═════ TEXT SHOWN ═════

Communicating with people in our lives can be one of our great pleasures. People love to talk, argue, share perceptions, and discuss films. The purpose of this article is to suggest a language and way of viewing a film that will enhance your discussions. Use it to widen your film vocabulary in order to express our many perceptions, feelings, opinions and thoughts we get from watching a good film. Let’s increase our ability to have a great conversation.


With film, the writing is the beginning (after the idea) of a collaborative process, which leads to various interpretations and languages for each interconnected component of the film. In other words, the camera speaks a language, as does the acting and directing and sound. A good film always has a wonderful interconnection between the various collaborators and elements. The people who write a screenplay need to use a special language, other than dialogue, which gives instruction and information. For instance it might just say interior: with a description of the decrepit home or exterior with a very brief description of the rain outside the crowded streets of the city they are in. Good screenplay writing must talk several languages for each component of the film. Even then, the director changes the color or tone or location. The actors interpret where to put emotional emphasis and the camera picks up an expression

Lets have a conversation about the writing in a film. A good screenplay uses dialogue in a Zig-Zag manner, which is how people usually talk to one another. Zig-Zag is an accurate description of indirect communication when we converse. Who doesn’t remember how obtuse we can get with family, in relationships and life in general? Often we dance around with our words. For some people directness is just plain uncomfortable. Therefore most screenplays are written where the characters communicate indirectly, or Zig Zag, as they look at each other.

═════ EXCERPTED RECORDS ═════

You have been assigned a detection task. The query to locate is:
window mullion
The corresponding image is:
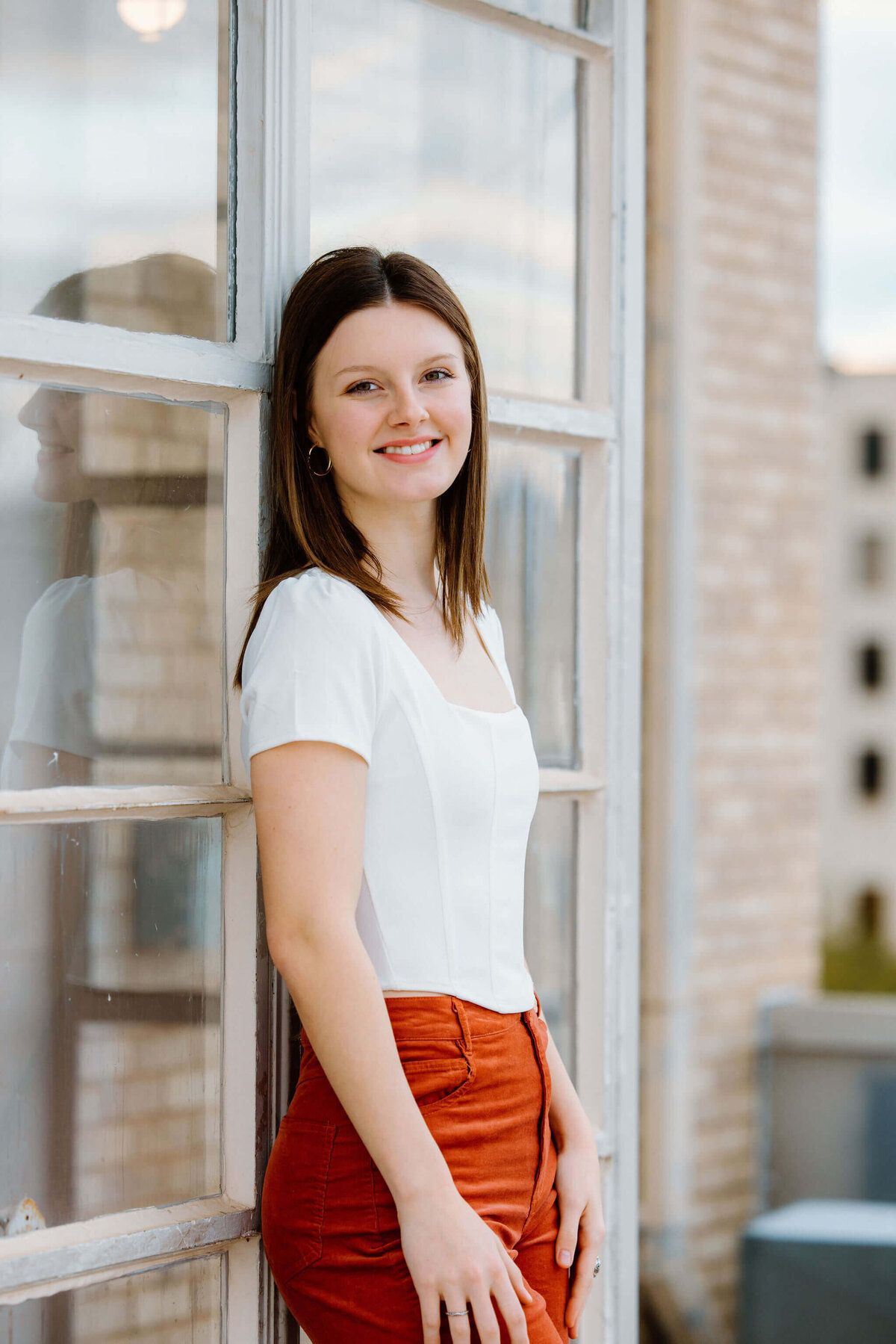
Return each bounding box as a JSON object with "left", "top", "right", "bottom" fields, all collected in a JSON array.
[
  {"left": 489, "top": 394, "right": 617, "bottom": 441},
  {"left": 423, "top": 0, "right": 610, "bottom": 57},
  {"left": 0, "top": 316, "right": 270, "bottom": 391},
  {"left": 0, "top": 1195, "right": 255, "bottom": 1305},
  {"left": 0, "top": 784, "right": 251, "bottom": 826}
]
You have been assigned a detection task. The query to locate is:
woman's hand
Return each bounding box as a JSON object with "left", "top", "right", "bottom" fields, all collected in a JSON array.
[
  {"left": 553, "top": 1134, "right": 606, "bottom": 1339},
  {"left": 396, "top": 1189, "right": 532, "bottom": 1344}
]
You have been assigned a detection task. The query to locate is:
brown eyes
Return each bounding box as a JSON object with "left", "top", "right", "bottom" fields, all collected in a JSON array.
[{"left": 345, "top": 368, "right": 454, "bottom": 395}]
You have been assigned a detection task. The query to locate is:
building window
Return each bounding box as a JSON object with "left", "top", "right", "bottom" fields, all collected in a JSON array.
[
  {"left": 857, "top": 747, "right": 886, "bottom": 799},
  {"left": 857, "top": 532, "right": 886, "bottom": 587},
  {"left": 857, "top": 640, "right": 886, "bottom": 691},
  {"left": 859, "top": 427, "right": 888, "bottom": 476}
]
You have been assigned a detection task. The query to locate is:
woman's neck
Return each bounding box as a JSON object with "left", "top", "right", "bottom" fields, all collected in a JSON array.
[{"left": 353, "top": 500, "right": 437, "bottom": 607}]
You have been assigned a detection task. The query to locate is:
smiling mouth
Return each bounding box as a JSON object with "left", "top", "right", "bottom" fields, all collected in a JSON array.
[
  {"left": 373, "top": 438, "right": 442, "bottom": 457},
  {"left": 37, "top": 444, "right": 74, "bottom": 458}
]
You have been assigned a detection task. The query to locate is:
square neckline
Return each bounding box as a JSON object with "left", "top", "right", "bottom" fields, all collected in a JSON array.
[{"left": 353, "top": 585, "right": 523, "bottom": 719}]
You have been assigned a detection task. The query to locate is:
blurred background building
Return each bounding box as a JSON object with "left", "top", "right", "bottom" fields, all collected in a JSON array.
[
  {"left": 822, "top": 367, "right": 896, "bottom": 993},
  {"left": 641, "top": 0, "right": 896, "bottom": 1344}
]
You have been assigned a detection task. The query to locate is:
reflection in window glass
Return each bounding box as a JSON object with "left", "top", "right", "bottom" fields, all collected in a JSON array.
[
  {"left": 0, "top": 0, "right": 228, "bottom": 340},
  {"left": 311, "top": 0, "right": 576, "bottom": 398},
  {"left": 0, "top": 1255, "right": 224, "bottom": 1344},
  {"left": 525, "top": 793, "right": 578, "bottom": 1082},
  {"left": 0, "top": 817, "right": 222, "bottom": 1226},
  {"left": 485, "top": 431, "right": 579, "bottom": 766},
  {"left": 0, "top": 380, "right": 224, "bottom": 789}
]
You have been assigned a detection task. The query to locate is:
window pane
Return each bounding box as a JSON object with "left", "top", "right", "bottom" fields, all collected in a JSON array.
[
  {"left": 525, "top": 793, "right": 578, "bottom": 1082},
  {"left": 0, "top": 380, "right": 224, "bottom": 789},
  {"left": 485, "top": 431, "right": 579, "bottom": 766},
  {"left": 311, "top": 0, "right": 576, "bottom": 398},
  {"left": 0, "top": 1255, "right": 224, "bottom": 1344},
  {"left": 0, "top": 817, "right": 222, "bottom": 1226},
  {"left": 0, "top": 0, "right": 228, "bottom": 340}
]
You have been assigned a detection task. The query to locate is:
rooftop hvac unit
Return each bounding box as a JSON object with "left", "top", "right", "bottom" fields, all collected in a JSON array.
[{"left": 739, "top": 1199, "right": 896, "bottom": 1344}]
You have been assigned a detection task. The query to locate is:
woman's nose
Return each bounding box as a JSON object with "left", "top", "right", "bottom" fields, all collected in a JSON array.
[
  {"left": 17, "top": 388, "right": 43, "bottom": 430},
  {"left": 390, "top": 387, "right": 427, "bottom": 424}
]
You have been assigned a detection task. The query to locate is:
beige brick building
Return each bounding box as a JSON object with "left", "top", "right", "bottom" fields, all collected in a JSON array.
[
  {"left": 641, "top": 0, "right": 825, "bottom": 1341},
  {"left": 822, "top": 368, "right": 896, "bottom": 949}
]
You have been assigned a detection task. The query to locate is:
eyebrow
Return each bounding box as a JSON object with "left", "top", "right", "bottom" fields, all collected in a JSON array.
[{"left": 333, "top": 351, "right": 461, "bottom": 379}]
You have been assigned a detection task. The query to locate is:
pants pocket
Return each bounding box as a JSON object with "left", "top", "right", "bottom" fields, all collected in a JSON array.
[
  {"left": 395, "top": 1038, "right": 476, "bottom": 1112},
  {"left": 262, "top": 1115, "right": 336, "bottom": 1285}
]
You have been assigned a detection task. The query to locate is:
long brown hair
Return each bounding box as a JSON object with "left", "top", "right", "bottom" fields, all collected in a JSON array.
[{"left": 234, "top": 247, "right": 491, "bottom": 688}]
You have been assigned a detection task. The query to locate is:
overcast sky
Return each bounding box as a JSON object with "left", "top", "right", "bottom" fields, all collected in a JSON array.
[{"left": 818, "top": 0, "right": 896, "bottom": 368}]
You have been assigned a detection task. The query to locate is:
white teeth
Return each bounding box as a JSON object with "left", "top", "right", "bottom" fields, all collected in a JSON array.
[{"left": 383, "top": 438, "right": 432, "bottom": 457}]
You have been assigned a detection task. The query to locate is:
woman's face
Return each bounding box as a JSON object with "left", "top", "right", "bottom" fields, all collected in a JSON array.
[
  {"left": 19, "top": 387, "right": 91, "bottom": 504},
  {"left": 308, "top": 303, "right": 473, "bottom": 515}
]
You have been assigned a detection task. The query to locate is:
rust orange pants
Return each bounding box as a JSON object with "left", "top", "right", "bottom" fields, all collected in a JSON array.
[{"left": 262, "top": 994, "right": 570, "bottom": 1344}]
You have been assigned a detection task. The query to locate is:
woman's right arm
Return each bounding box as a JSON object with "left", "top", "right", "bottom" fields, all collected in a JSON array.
[{"left": 251, "top": 740, "right": 532, "bottom": 1344}]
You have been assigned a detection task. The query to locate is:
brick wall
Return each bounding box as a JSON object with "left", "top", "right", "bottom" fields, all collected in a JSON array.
[{"left": 644, "top": 0, "right": 824, "bottom": 1340}]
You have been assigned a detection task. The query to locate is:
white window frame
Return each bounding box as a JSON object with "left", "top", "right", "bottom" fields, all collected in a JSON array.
[{"left": 0, "top": 0, "right": 645, "bottom": 1344}]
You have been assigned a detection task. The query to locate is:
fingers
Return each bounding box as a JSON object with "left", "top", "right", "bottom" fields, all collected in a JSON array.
[
  {"left": 419, "top": 1293, "right": 446, "bottom": 1344},
  {"left": 498, "top": 1239, "right": 533, "bottom": 1307},
  {"left": 491, "top": 1280, "right": 532, "bottom": 1344},
  {"left": 565, "top": 1239, "right": 598, "bottom": 1337},
  {"left": 553, "top": 1210, "right": 582, "bottom": 1269},
  {"left": 445, "top": 1301, "right": 478, "bottom": 1344}
]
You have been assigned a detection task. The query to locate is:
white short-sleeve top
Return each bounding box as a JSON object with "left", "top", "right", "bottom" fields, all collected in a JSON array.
[{"left": 240, "top": 567, "right": 538, "bottom": 1012}]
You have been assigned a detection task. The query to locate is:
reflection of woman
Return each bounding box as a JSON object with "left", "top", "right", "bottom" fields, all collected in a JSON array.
[
  {"left": 0, "top": 253, "right": 215, "bottom": 789},
  {"left": 237, "top": 247, "right": 603, "bottom": 1344},
  {"left": 0, "top": 387, "right": 167, "bottom": 789}
]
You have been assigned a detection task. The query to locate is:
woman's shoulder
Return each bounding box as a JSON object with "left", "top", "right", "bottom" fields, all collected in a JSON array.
[
  {"left": 246, "top": 566, "right": 379, "bottom": 672},
  {"left": 259, "top": 565, "right": 372, "bottom": 622}
]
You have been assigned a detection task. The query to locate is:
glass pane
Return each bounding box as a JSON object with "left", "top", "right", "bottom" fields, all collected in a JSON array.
[
  {"left": 0, "top": 817, "right": 222, "bottom": 1226},
  {"left": 0, "top": 1255, "right": 224, "bottom": 1344},
  {"left": 311, "top": 0, "right": 576, "bottom": 398},
  {"left": 0, "top": 379, "right": 224, "bottom": 789},
  {"left": 0, "top": 0, "right": 230, "bottom": 340},
  {"left": 485, "top": 430, "right": 579, "bottom": 766},
  {"left": 525, "top": 793, "right": 578, "bottom": 1082}
]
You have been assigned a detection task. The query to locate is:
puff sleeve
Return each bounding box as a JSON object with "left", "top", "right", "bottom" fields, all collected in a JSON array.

═════

> _WHAT IS BEING ASKED_
From the text on discussing films above, extract the passage from "Lets have a" to "at each other." word for word.

> _SOLVED EXERCISE_
Lets have a conversation about the writing in a film. A good screenplay uses dialogue in a Zig-Zag manner, which is how people usually talk to one another. Zig-Zag is an accurate description of indirect communication when we converse. Who doesn’t remember how obtuse we can get with family, in relationships and life in general? Often we dance around with our words. For some people directness is just plain uncomfortable. Therefore most screenplays are written where the characters communicate indirectly, or Zig Zag, as they look at each other.